Exercise aim |
Print each line of the items below word for word, leaving out the pictures.

Dataset extract |
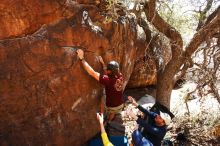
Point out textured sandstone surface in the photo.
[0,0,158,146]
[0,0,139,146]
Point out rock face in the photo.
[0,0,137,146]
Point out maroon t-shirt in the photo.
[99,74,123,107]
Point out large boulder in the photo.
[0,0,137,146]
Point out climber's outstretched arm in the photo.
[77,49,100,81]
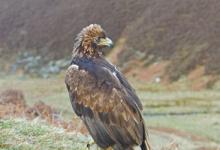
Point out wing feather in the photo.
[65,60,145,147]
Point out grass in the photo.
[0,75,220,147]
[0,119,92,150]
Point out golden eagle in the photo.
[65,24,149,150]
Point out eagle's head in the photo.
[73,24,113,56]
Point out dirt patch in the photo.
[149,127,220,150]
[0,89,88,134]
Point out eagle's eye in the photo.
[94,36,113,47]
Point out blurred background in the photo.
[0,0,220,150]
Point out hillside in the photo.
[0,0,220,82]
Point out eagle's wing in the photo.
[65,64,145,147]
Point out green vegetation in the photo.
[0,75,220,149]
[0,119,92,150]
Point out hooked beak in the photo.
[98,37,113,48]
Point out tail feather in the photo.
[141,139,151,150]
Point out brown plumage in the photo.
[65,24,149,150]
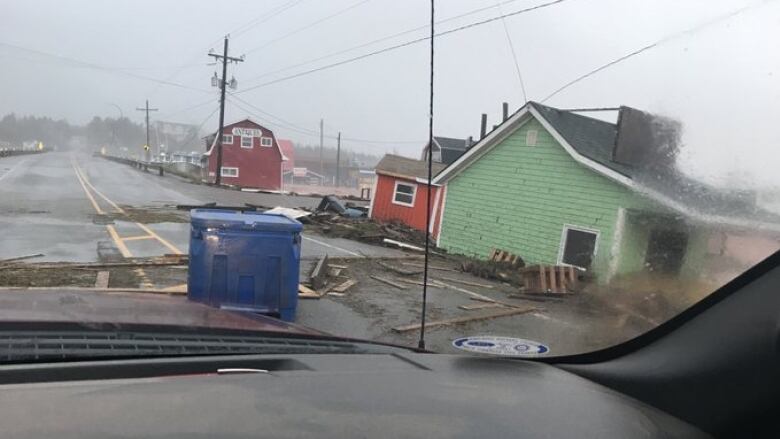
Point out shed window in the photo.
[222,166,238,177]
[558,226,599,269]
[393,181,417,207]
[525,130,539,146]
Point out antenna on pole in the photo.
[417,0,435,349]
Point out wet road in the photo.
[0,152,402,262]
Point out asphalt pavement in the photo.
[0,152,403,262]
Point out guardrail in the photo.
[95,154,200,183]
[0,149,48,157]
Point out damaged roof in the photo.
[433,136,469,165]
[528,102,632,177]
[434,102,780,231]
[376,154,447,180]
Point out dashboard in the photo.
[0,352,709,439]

Final result |
Point out textured sandstone surface in the photo.
[0,0,158,146]
[0,0,139,146]
Point out rock face in the photo.
[0,0,137,146]
Point out maroon t-shirt in the photo.
[99,74,123,107]
Point out large boulder in the photo.
[0,0,137,146]
Point out climber's outstretched arm in the photo.
[77,49,100,81]
Point out wing feather in the photo.
[65,60,145,147]
Point out grass in the photo.
[0,75,220,147]
[0,119,92,150]
Point out golden eagle in the photo.
[65,24,149,150]
Point out eagle's head in the photo.
[73,24,113,56]
Point out dirt patch in the photo.
[149,127,220,150]
[0,89,88,134]
Point out eagle's eye in the photo.
[94,36,113,47]
Point out blurred background in the photo.
[0,0,220,150]
Point out hillside in the photo.
[0,0,220,82]
Point out eagle's wing in the photo.
[65,64,145,147]
Point out green vegetation in the photo.
[0,75,220,149]
[0,119,92,150]
Point out hooked beak in the photo.
[98,37,113,48]
Point out tail feather in the photo.
[141,139,151,150]
Point out brown plumage in the photo.
[65,24,149,150]
Point out shed window in the photo.
[222,166,238,177]
[558,226,599,269]
[393,181,417,207]
[525,130,539,146]
Point out antenna on pole in the photo.
[417,0,435,349]
Point out wet road in the photo.
[0,152,402,262]
Point out asphalt pavement in the photo.
[0,152,403,262]
Point out guardrail in the photo.
[95,154,200,183]
[0,149,48,157]
Point out damaged roof in the photo.
[433,136,469,165]
[528,102,632,177]
[434,102,780,231]
[376,154,447,180]
Point out dashboard in the photo.
[0,352,709,439]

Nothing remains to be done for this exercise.